CONSIGNE: Réécris le passage de la page qui commence à « Celui-ci apostrophe les » et se termine à « dont je m’inspire. », en remplaçant « apostrophe » par « interpelle ».

PAGE:
----------
Le corbeau…
Sous l’Occupation, le Régime de Vichy tente de s'appuyer sur le monde agricole. Il met en
place fin décembre 1942, la « Corporation
paysanne », organisation pyramidale très hiérarchisée, contrôlée par
le Ministère de l’Agriculture, disposant d’une Direction Nationale relayée par un réseau de syndics régionaux patrons « d’Unions régionales corporatives ». Ces dernières sont
elles-mêmes subdivisées en syndicats locaux au niveau communal.
Cette courroie de transmission de Vichy accorde par exemple aux syndics locaux la charge de fixer les
impositions individuelles et de les notifier aux agriculteurs. Autant dire que
gérer un tel organisme dans une petite commune comme Guémené doit valoir pas
mal de réactions diverses à son responsable.
Ou sa responsable. Car par chez nous, en ce temps-là
(1943), une certaine Veuve Guérin est « gérante » du syndicat.
Mais, à l’évidence, sa gestion lui vaut quelques rancœurs et
voici que l’un des plaignants choisit un mode de rétorsion bien de l’époque.
Depuis quelque temps, en effet, des lettres contenant des
allégations calomnieuses sont adressées à des habitants de Guémené.
Elles sont en général, signées du nom de la veuve Guérin, ou
bien elles portent la mention « Envoi
de Mme Vve Guérin ».
Comme dit le journal qui fait état de ces incidents, « cet état de chose n’a pas été sans
amener une certaine perturbation dans la localité ».
La Veuve Guérin, a fini par se lasser et a porté plainte.
Comme le conclut l’article : « Une
enquête est ouverte ; il est à souhaiter qu’elle aboutisse à la découverte
de l’auteur de cette lâcheté ».
…et le renard…
Il faisait nuit depuis longtemps ce 11 mars 1943 quand dans
la pénombre rôdait un inconnu. Les poules étaient bien rentrées et les renards
n’avaient rien à espérer. Sauf un …
Au village de Coisfoux, comme ailleurs, les habitants s'étaient calfeutrés chez eux, des rideaux ne laissant en principe rien filtrer
vers l’extérieur des lumières de l’intérieur.
Ce soir-là, vers
22 h 30, Pauline Levant (née Plantard) qui tient la ferme familiale depuis la
mort de son mari, Joseph Levant, et qui y demeure avec sa fille Fernande, âgée
de 19 ans, voit soudain entrer l’inconnu.
Celui-ci apostrophe les pauvres femmes inquiètes en se
présentant comme un policier. Et même, un « policier
étranger », pour reprendre la formule de l’article dont je m’inspire.
----------
INFORMATIONS AFFICHÉES:
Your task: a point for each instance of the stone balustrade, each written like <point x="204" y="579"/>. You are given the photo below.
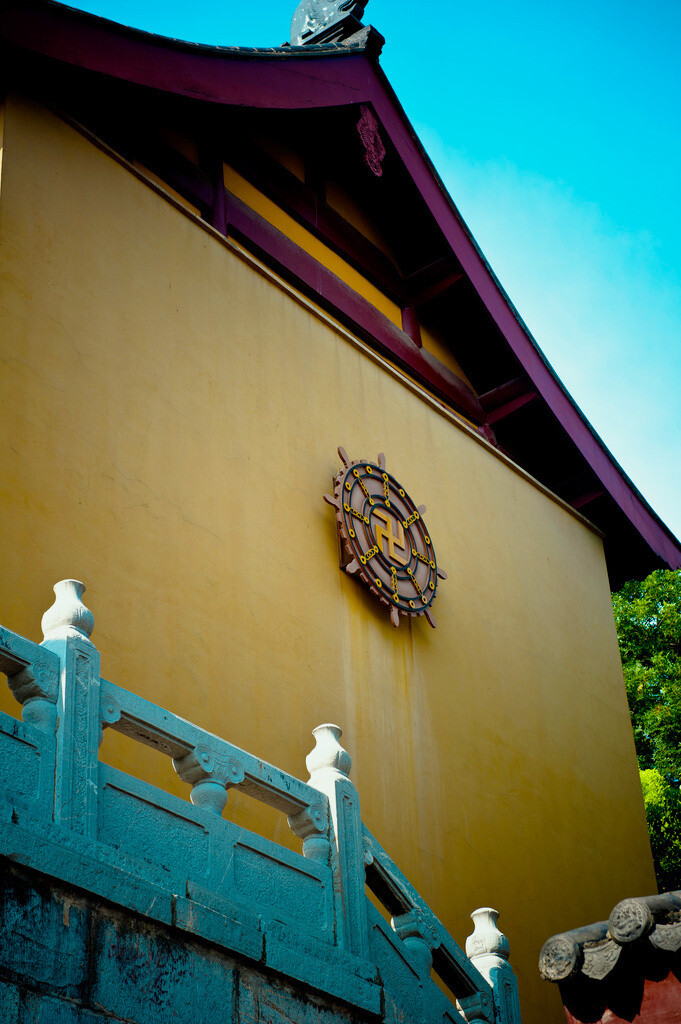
----------
RÉPONSE ATTENDUE:
Celui-ci interpelle les pauvres femmes inquiètes en se
présentant comme un policier. Et même, un « policier
étranger », pour reprendre la formule de l’article dont je m’inspire.